YOUR OBJECTIVE: Render every line of all the items below as a JSON list of strings, one string per line, leaving out any blank lines.

==== ITEMS

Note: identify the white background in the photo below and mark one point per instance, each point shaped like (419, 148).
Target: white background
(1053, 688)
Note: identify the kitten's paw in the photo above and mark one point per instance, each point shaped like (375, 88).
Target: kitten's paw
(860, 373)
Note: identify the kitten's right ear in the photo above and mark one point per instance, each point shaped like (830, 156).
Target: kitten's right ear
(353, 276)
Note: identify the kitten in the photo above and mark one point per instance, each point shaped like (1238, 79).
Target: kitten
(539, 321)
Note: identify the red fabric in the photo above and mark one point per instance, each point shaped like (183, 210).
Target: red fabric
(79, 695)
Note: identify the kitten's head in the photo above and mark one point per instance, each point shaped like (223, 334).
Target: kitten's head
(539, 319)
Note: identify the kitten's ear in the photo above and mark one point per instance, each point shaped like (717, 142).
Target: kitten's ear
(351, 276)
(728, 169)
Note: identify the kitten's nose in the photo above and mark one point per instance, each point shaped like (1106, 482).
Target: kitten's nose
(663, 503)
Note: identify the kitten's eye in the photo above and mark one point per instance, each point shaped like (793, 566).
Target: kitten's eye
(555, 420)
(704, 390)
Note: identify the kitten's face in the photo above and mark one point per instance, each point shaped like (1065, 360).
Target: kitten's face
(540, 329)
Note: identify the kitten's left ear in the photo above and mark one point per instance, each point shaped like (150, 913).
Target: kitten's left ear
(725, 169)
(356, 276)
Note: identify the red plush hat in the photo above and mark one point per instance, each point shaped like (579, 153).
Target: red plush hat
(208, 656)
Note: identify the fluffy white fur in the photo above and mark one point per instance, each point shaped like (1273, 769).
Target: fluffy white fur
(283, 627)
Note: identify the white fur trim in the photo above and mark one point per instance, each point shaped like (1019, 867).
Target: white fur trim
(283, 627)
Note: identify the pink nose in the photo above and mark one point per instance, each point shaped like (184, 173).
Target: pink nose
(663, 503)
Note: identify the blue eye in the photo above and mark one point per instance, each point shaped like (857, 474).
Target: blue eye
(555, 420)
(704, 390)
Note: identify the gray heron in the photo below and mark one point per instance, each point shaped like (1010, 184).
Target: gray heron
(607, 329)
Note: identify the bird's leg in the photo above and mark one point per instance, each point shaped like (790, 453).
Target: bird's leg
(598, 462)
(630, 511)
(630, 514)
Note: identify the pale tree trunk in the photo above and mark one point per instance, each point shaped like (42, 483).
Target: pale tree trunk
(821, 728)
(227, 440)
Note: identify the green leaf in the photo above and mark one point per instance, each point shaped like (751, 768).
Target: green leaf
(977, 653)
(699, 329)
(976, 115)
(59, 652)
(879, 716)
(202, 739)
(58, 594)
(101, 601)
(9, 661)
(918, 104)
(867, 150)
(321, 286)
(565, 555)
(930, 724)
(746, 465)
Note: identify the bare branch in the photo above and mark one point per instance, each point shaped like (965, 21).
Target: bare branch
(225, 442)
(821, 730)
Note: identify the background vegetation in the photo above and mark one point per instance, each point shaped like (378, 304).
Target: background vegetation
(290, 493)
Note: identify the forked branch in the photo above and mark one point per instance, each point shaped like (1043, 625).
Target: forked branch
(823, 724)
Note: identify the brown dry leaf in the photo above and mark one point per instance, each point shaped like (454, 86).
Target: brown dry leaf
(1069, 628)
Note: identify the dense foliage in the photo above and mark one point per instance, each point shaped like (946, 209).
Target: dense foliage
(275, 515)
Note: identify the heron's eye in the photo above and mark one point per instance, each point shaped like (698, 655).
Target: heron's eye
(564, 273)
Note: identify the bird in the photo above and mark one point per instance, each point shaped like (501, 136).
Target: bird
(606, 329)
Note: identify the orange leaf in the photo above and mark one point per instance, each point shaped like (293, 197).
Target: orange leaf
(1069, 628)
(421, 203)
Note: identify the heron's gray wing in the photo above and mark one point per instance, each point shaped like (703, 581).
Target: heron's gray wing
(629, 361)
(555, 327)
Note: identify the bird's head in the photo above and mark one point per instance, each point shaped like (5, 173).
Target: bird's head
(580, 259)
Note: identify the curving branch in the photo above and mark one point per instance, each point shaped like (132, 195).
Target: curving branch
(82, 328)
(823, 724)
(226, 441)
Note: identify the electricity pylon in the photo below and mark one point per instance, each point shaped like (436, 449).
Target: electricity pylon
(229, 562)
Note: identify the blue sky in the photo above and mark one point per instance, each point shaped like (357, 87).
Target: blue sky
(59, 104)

========

THE REPLY:
[
  "Note: identify the white background in the photo below and mark one point per instance, each point shaped like (419, 148).",
  "Target: white background",
  "(1053, 688)",
  "Note: identify the kitten's paw in the photo above and mark one point per instance, each point shaped like (375, 88).",
  "Target: kitten's paw",
  "(860, 373)",
  "Note: identify the kitten's right ear in the photo above and mark one point per instance, each point shaped like (830, 156).",
  "Target: kitten's right ear",
  "(353, 276)",
  "Note: identify the kitten in the photo above and mark one point per instance, each point shaped like (1238, 79).",
  "Target: kitten",
  "(539, 321)",
  "Note: identify the red fabric in the photo above and mark one point per instance, each point shaped like (183, 210).",
  "Target: red fabric",
  "(79, 695)",
  "Note: identify the kitten's head in the photo above and mark one point per instance, each point shaped like (223, 334).",
  "Target: kitten's head",
  "(539, 319)",
  "Note: identify the kitten's ear in the photo above and mark one point per instance, each point shaped like (717, 142).",
  "Target: kitten's ear",
  "(351, 276)",
  "(728, 169)",
  "Note: identify the kitten's nose in the photo above and mark one point per instance, each point shaped like (1106, 482).",
  "Target: kitten's nose",
  "(663, 503)",
  "Note: identify the kitten's eye in the photo above and mark one point per instance, each point shaped like (793, 566).",
  "Target: kitten's eye",
  "(555, 420)",
  "(704, 390)",
  "Note: identify the kitten's face in the photo above and mark one point per instance, each point shaped like (1065, 360).",
  "Target: kitten's face",
  "(540, 329)",
  "Note: identify the kitten's left ear in the photo above and mark one point per instance, each point shaped like (150, 913).",
  "Target: kitten's left ear",
  "(725, 169)",
  "(356, 276)",
  "Note: identify the red plush hat in the photo above and mark one point per instance, each point shaped like (579, 153).",
  "Target: red plush hat",
  "(208, 656)",
  "Note: identify the fluffy white fur in the photo above and mark one point per instance, each point shaped like (1273, 769).",
  "Target: fluffy white fur",
  "(283, 627)",
  "Note: identify the white fur trim in the photo above and mark one point per instance, each point shaped like (1019, 867).",
  "Target: white fur trim",
  "(283, 627)",
  "Note: identify the pink nose in the photo above and mark one point per instance, each point shaped like (184, 173).",
  "Target: pink nose",
  "(663, 503)",
  "Note: identify the blue eye in the photo above and mark one point per instance, each point shaped like (857, 474).",
  "Target: blue eye",
  "(555, 420)",
  "(704, 390)",
  "Note: identify the gray heron in the photo below and mark one point per instance, each point shaped like (1010, 184).",
  "Target: gray heron",
  "(607, 329)",
  "Note: identify the bird's leg in the photo above and mark one point per instance, each point shaped like (790, 453).",
  "Target: bird's leg",
  "(598, 462)",
  "(630, 511)",
  "(630, 514)",
  "Note: identify the pale tree trunk in the photo above and mark one point per instance, each point shaped like (42, 483).",
  "Target: pale tree trunk",
  "(821, 728)",
  "(227, 440)",
  "Note: identify the green leaf in the photo above and mark one point per instance, each point shaped like (751, 768).",
  "Target: green leaf",
  "(977, 653)",
  "(699, 329)",
  "(976, 115)",
  "(59, 652)",
  "(879, 716)",
  "(202, 739)",
  "(58, 594)",
  "(101, 601)",
  "(9, 661)",
  "(918, 104)",
  "(867, 150)",
  "(321, 286)",
  "(565, 555)",
  "(930, 724)",
  "(746, 465)",
  "Note: identify the bare branch in the photo above and mark one point per instance, each point shaped like (965, 21).",
  "Target: bare branch",
  "(225, 442)",
  "(821, 730)",
  "Note: identify the background vegetation in the photo above and mark one point per instance, each point shaped like (378, 304).",
  "Target: background vegetation",
  "(290, 493)",
  "Note: identify the forked branch in the photo above and mark one point per instance, each point shaped like (1043, 625).",
  "Target: forked branch",
  "(823, 724)",
  "Note: identify the brown dry leaf in the photo above and mark one point per instance, each point shaped like (454, 86).",
  "Target: brown dry leaf",
  "(1069, 628)",
  "Note: identify the dense foliage in the photo above and mark one point per instance, each point shaped like (946, 209).",
  "Target: dense foliage",
  "(275, 515)",
  "Note: identify the heron's eye in the photo above and mark one point per instance, each point shaped like (698, 655).",
  "Target: heron's eye",
  "(564, 273)",
  "Note: identify the bird in the photo above and mark one point per instance, each point shaped like (501, 136).",
  "Target: bird",
  "(606, 329)",
  "Note: identify the orange leaf in the photo above and mark one point per instance, each point shaped like (293, 197).",
  "Target: orange leaf",
  "(1069, 628)",
  "(421, 203)",
  "Note: identify the heron's gray wing in the photo above and mark one point per instance, each point shaped like (703, 581).",
  "Target: heron's gray wing",
  "(629, 361)",
  "(555, 327)",
  "Note: identify the bird's head in the photo above and mark one point per instance, each point shaped like (5, 173).",
  "Target: bird's head",
  "(580, 259)",
  "Note: identify the curving branch in the photo above and mark one point per instance, each point shaped like (132, 195).",
  "Target: curving branch",
  "(82, 328)",
  "(823, 724)",
  "(226, 441)",
  "Note: identify the electricity pylon in the photo below and mark one point per instance, each point shaped like (436, 449).",
  "Target: electricity pylon",
  "(229, 562)",
  "Note: identify the blue sky in the photo above and mark one point per instance, each point shaped like (357, 87).",
  "Target: blue sky",
  "(59, 104)"
]